▶ **Extracted text**:
- - - - - - -
The source of the consideration used by Mr. Baum to acquire his interest in the Registrant was cash from his funds.

The primary basis of the "control" by Mr. Baum is stock ownership.

The principal terms of the stock purchase agreement were:

1. Mr. Falvo agreed to sell and Mr. Baum agreed to buy 15,000,000 shares of our common stock that were "restricted securities" of an "affiliate."

    2. The closing of the stock purchase agreement was subject to the satisfaction of the following:

  1. The purchase of the controlling shares by Mr. Baum at par value for a total of $15,000.
  1. The payment of $190,000 to reimburse Mr. Falvo for expenses paid on our behalf; and
  1. The delivery to Mr. Baum of written representations and warranties by our board of directors respecting various matters about us.
    Prior to the completion of the stock purchase agreement, we had 18,073,500 outstanding shares of common stock.

    A copy of the stock purchase agreement, including all material exhibits and related instruments, accompanies this current report, which, by this reference, is incorporated herein; the foregoing summary is modified in its entirety by such reference.

    (b)(i) To the knowledge of our management and based upon a review of the stock ledger maintained by our transfer agent and registrar, the following table sets forth the beneficial ownership of persons who owned more than five percent of our common stock prior to the closing of the stock purchase agreement, and the share holdings of the members of management based upon 18,073,500 outstanding shares:


 
 
 
Name and Address of Beneficial Owner
Number of Shares
Beneficially Owned
 
Percentage of Shares
Outstanding (1)



 
Pete Falvo (2)
c/o Trading Solutions.com, Inc.
2469 E. 7000 S., #214
Salt Lake City, Utah 84121
 
15,000,000     
 
 
82.9%
All current directors and executive officers as a group (none)
--
 
--%

(1) Includes shares of common stock subject to warrants currently exercisable or convertible within 60 days of December 20, 2003 are deemed outstanding for computing the percentage of the person holding such option or warrant but are not deemed outstanding for computing the percentage of any other person.
- - - - - - -
▶ **Brief 1**: Copy out, word for word, the lines of the listing from the line with "Please drop a marker on the wooden" up to and including the line with "Please drop a marker on the child's".
The filing excerpt and the listing that comes next are separate material with no connection to each other.

▶ **Items**:
- - - - - - -
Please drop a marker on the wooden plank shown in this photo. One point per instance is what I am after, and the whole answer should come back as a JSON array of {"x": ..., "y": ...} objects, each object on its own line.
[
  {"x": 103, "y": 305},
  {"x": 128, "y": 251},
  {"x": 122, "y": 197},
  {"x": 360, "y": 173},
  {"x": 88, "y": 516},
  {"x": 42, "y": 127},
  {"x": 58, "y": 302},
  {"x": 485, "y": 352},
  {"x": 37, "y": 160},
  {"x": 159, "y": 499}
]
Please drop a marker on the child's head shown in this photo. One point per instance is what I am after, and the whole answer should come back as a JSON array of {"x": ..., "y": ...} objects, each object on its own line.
- - - - - - -
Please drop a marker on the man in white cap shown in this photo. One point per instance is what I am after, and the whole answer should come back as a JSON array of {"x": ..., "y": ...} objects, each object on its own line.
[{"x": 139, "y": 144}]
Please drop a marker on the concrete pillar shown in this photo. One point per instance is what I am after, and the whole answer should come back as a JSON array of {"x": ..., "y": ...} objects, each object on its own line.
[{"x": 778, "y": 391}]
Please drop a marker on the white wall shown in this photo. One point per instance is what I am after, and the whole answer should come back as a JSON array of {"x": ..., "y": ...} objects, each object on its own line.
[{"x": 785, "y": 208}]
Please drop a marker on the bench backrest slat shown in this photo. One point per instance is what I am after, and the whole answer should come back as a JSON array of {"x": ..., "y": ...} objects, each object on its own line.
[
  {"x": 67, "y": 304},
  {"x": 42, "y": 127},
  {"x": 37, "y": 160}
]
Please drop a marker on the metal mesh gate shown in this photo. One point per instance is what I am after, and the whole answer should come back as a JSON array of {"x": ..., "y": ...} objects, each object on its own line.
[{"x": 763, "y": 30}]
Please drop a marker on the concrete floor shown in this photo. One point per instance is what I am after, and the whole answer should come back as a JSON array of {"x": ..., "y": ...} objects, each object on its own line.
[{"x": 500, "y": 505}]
- - - - - - -
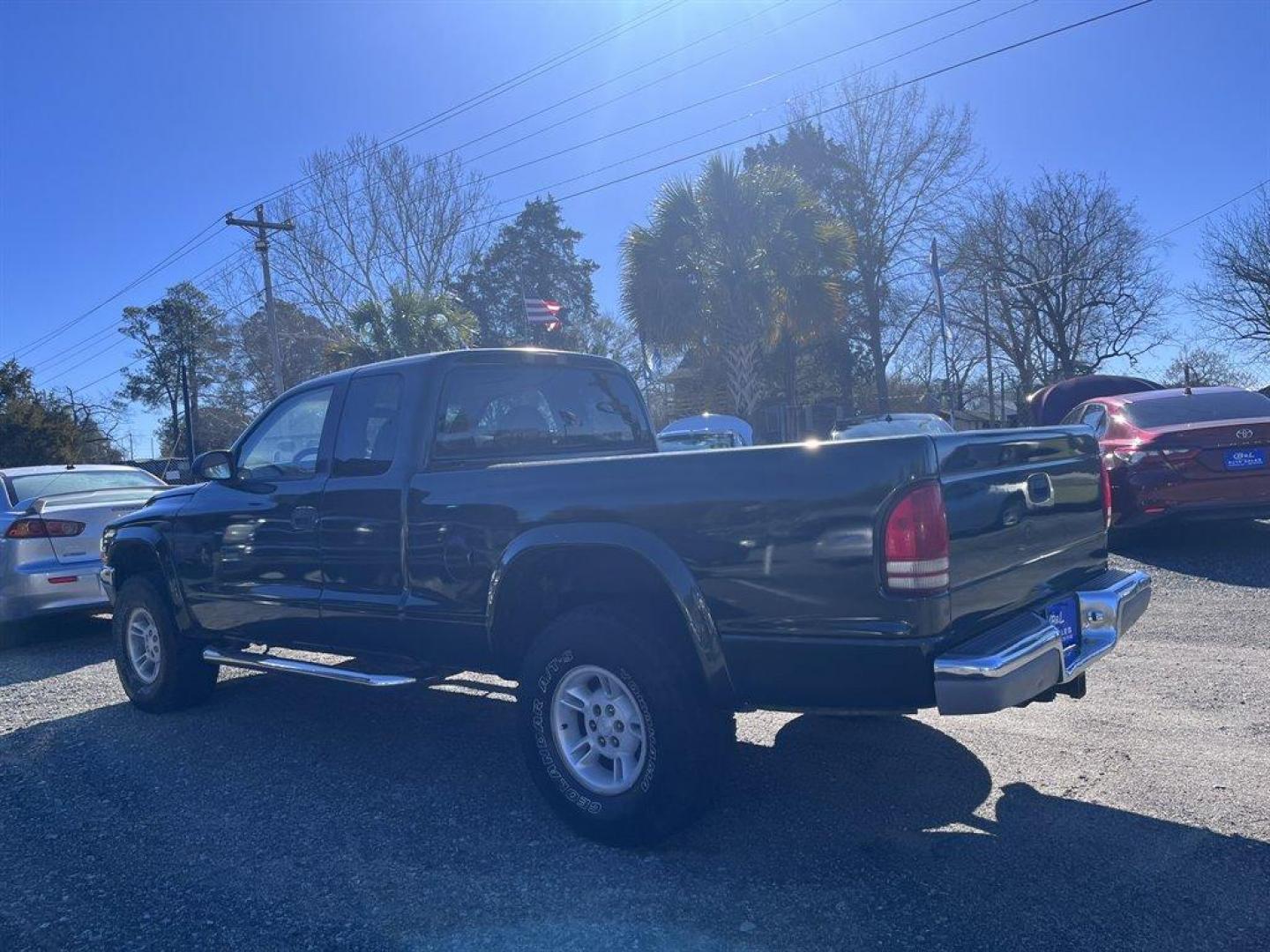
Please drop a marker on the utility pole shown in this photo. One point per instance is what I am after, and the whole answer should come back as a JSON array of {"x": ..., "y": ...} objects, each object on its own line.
- - - - - - -
▶ **Brief 2**: According to the filing excerpt, how many shares of common stock were outstanding before the stock purchase agreement was completed?

▶ **Finished answer 1**:
Please drop a marker on the wooden plank shown in this photo. One point per instance is what I am after, and the whole answer should come back as a JSON array of {"x": ..., "y": ...} objects, each object on its own line.
[
  {"x": 103, "y": 305},
  {"x": 128, "y": 251},
  {"x": 122, "y": 197},
  {"x": 360, "y": 173},
  {"x": 88, "y": 516},
  {"x": 42, "y": 127},
  {"x": 58, "y": 302},
  {"x": 485, "y": 352},
  {"x": 37, "y": 160},
  {"x": 159, "y": 499}
]
Please drop a marker on the child's head shown in this photo. One point per instance is what I am after, and the whole answer should come back as a JSON array of {"x": ..., "y": ...} objects, each object on its own line.

▶ **Finished answer 2**: 18,073,500 shares.